[WHAT YOU ARE ASKED TO DO] Output the lines below as a JSON list of strings, one string per line and with blank lines omitted, covering only the span from the line containing "Locate the coat" up to and including the final line of the records.

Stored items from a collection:
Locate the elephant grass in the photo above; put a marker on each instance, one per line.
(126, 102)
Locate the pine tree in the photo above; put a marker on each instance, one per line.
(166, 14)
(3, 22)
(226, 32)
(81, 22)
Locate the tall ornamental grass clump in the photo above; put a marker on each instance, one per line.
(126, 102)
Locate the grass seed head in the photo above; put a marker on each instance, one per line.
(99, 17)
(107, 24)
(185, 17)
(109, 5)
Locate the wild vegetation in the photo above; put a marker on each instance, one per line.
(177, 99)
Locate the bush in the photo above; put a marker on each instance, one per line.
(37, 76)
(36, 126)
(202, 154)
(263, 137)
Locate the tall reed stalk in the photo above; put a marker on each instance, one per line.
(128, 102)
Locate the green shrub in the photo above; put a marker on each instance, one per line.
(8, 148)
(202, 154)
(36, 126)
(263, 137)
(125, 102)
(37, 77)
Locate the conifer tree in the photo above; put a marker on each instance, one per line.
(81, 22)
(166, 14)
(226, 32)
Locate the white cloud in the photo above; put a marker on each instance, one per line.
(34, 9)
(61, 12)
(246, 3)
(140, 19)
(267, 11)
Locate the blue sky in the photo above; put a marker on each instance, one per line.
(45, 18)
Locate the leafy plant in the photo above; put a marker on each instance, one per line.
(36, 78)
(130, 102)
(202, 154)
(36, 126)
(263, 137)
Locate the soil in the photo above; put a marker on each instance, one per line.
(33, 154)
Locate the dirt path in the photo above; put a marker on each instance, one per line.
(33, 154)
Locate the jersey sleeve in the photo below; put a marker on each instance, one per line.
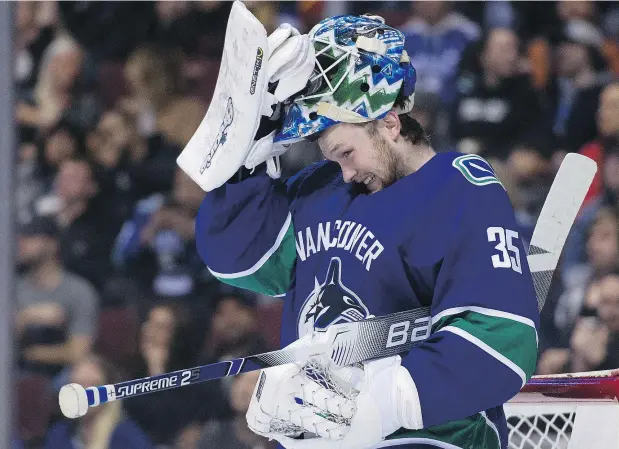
(483, 344)
(245, 236)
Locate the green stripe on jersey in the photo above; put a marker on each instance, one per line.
(272, 275)
(474, 432)
(513, 337)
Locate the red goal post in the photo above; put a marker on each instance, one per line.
(566, 411)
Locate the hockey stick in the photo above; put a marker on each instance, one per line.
(379, 337)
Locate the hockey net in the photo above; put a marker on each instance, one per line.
(568, 411)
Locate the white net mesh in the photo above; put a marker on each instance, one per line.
(540, 431)
(567, 411)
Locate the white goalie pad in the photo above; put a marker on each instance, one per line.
(221, 143)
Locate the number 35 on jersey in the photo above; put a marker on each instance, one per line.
(508, 255)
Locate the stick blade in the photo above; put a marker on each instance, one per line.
(558, 214)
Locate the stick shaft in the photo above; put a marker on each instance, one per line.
(379, 337)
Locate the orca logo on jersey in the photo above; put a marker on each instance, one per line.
(330, 303)
(476, 170)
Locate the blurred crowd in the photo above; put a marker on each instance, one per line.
(110, 286)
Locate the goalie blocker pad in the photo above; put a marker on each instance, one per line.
(222, 141)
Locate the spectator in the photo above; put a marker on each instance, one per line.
(176, 25)
(234, 434)
(436, 36)
(62, 142)
(157, 245)
(579, 64)
(129, 166)
(608, 134)
(59, 92)
(93, 24)
(580, 289)
(595, 342)
(168, 343)
(86, 234)
(497, 107)
(56, 310)
(103, 427)
(28, 185)
(157, 98)
(31, 37)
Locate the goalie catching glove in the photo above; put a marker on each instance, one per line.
(334, 407)
(257, 73)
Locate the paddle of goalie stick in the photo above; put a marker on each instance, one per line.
(378, 337)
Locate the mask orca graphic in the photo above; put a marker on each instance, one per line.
(331, 302)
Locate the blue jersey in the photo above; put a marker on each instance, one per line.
(444, 236)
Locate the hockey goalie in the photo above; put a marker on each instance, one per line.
(383, 224)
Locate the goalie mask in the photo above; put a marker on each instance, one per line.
(361, 68)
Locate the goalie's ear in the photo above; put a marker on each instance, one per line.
(392, 126)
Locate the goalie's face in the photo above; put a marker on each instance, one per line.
(367, 154)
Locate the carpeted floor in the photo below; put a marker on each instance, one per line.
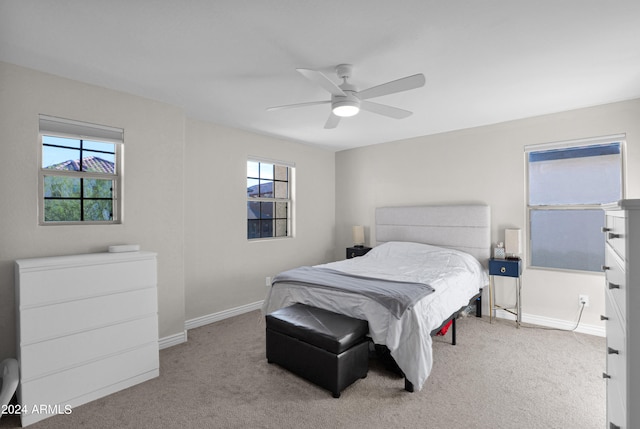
(495, 377)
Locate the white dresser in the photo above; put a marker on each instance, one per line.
(622, 300)
(87, 327)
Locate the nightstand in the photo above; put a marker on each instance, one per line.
(505, 268)
(352, 252)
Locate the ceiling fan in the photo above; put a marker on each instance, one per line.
(347, 101)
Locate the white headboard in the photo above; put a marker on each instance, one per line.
(464, 227)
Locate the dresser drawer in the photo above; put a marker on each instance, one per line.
(616, 411)
(85, 314)
(616, 281)
(615, 233)
(616, 351)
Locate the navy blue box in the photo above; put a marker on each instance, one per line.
(505, 267)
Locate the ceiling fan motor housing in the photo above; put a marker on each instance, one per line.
(348, 104)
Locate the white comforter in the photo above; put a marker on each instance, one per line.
(456, 277)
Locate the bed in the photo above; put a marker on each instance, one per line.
(444, 247)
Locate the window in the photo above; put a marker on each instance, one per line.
(567, 183)
(268, 199)
(80, 172)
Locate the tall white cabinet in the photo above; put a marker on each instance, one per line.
(87, 327)
(622, 300)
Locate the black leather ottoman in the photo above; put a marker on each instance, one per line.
(328, 349)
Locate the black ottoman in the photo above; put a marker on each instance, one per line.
(328, 349)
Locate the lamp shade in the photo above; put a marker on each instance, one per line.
(513, 242)
(358, 235)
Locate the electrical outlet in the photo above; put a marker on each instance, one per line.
(584, 299)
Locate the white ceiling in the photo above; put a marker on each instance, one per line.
(226, 61)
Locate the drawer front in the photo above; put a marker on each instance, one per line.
(45, 323)
(615, 281)
(616, 411)
(61, 354)
(64, 387)
(504, 268)
(616, 351)
(54, 285)
(616, 233)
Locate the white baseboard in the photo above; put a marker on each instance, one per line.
(555, 323)
(221, 315)
(173, 340)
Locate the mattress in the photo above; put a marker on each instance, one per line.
(456, 277)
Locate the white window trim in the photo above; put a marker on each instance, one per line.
(292, 204)
(621, 138)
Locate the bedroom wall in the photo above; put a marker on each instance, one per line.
(223, 269)
(486, 165)
(153, 185)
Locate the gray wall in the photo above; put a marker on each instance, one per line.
(223, 269)
(485, 164)
(184, 198)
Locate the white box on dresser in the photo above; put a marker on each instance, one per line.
(622, 300)
(87, 327)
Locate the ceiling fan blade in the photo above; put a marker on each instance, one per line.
(383, 109)
(403, 84)
(332, 122)
(322, 80)
(291, 106)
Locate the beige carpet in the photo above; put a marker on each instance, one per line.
(496, 377)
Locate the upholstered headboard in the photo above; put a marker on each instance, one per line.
(465, 227)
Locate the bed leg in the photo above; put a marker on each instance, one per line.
(453, 331)
(408, 386)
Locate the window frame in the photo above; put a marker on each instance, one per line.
(618, 138)
(290, 200)
(81, 131)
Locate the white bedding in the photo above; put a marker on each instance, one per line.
(456, 277)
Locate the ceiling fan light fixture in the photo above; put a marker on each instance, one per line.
(346, 108)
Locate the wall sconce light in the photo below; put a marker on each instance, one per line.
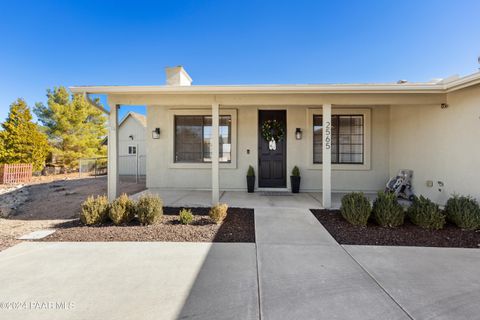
(156, 133)
(298, 134)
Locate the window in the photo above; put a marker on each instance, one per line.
(132, 150)
(347, 139)
(192, 139)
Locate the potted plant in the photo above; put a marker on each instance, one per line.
(295, 179)
(250, 179)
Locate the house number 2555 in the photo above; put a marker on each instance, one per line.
(328, 134)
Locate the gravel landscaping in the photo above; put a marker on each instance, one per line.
(238, 227)
(406, 235)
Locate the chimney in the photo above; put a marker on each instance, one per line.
(177, 76)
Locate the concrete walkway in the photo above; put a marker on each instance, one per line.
(296, 270)
(128, 280)
(305, 274)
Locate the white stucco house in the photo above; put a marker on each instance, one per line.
(343, 137)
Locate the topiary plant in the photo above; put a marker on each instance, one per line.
(426, 214)
(464, 212)
(94, 210)
(386, 210)
(295, 172)
(149, 209)
(356, 208)
(122, 210)
(218, 213)
(185, 216)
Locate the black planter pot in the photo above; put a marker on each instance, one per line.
(250, 184)
(295, 183)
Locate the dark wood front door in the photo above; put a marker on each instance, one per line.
(272, 163)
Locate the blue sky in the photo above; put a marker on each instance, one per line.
(50, 43)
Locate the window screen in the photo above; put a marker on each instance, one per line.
(347, 139)
(192, 139)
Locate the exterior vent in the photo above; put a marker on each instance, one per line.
(177, 76)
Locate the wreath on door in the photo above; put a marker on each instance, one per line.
(272, 130)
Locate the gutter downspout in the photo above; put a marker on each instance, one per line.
(86, 95)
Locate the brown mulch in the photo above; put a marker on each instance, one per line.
(238, 227)
(406, 235)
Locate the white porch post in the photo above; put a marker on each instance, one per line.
(326, 156)
(215, 160)
(112, 184)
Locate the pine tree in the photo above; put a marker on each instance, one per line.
(74, 126)
(21, 139)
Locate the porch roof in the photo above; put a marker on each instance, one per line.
(436, 86)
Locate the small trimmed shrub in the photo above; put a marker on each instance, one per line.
(250, 172)
(94, 210)
(185, 216)
(149, 209)
(218, 212)
(295, 172)
(464, 212)
(122, 210)
(426, 214)
(386, 210)
(356, 208)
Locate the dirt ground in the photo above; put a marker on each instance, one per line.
(407, 234)
(239, 226)
(48, 201)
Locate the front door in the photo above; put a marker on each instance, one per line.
(272, 161)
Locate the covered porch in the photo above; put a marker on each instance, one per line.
(324, 179)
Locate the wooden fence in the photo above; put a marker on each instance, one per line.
(15, 173)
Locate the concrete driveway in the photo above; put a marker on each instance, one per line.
(296, 270)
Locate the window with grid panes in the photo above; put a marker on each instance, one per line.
(347, 139)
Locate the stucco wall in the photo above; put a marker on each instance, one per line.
(161, 173)
(439, 145)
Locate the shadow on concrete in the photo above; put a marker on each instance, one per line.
(226, 285)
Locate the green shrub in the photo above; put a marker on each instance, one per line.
(464, 212)
(296, 172)
(185, 216)
(356, 208)
(426, 214)
(149, 209)
(386, 211)
(94, 210)
(218, 212)
(122, 210)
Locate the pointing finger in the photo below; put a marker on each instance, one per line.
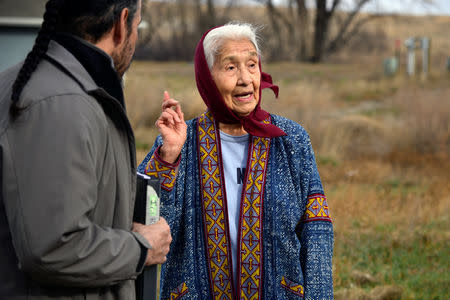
(166, 95)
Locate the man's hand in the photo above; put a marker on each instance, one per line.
(172, 127)
(159, 237)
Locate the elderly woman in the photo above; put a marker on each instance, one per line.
(242, 195)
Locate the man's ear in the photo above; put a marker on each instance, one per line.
(120, 28)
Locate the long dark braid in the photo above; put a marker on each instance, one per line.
(35, 55)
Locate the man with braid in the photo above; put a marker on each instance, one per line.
(67, 157)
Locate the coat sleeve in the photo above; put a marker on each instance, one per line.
(57, 152)
(315, 232)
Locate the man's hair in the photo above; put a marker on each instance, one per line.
(214, 40)
(87, 19)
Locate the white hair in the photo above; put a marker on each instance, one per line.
(214, 40)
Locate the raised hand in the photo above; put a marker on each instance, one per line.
(172, 127)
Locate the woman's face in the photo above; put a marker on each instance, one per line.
(237, 75)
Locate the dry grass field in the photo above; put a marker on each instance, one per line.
(383, 150)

[EXERCISE ANSWER]
[
  "Locate the coat sleeve in the photo above; put a marker on each instance, one per line.",
  "(57, 152)",
  "(315, 232)",
  "Locate the man's hair in the photo above; put a marker on each instance, one per line.",
  "(214, 40)",
  "(87, 19)",
  "Locate the white hair in the photo above; put a marker on each instance, one per line.",
  "(214, 40)",
  "Locate the raised hand in the photo above; put a marker on each instance, one per line.",
  "(172, 127)",
  "Locate the woman's face in the photo above; put a marker on each instance, one per line.",
  "(237, 75)",
  "Locate the dry grass field in the photo above; put a marker on each instance, one per line.",
  "(383, 150)"
]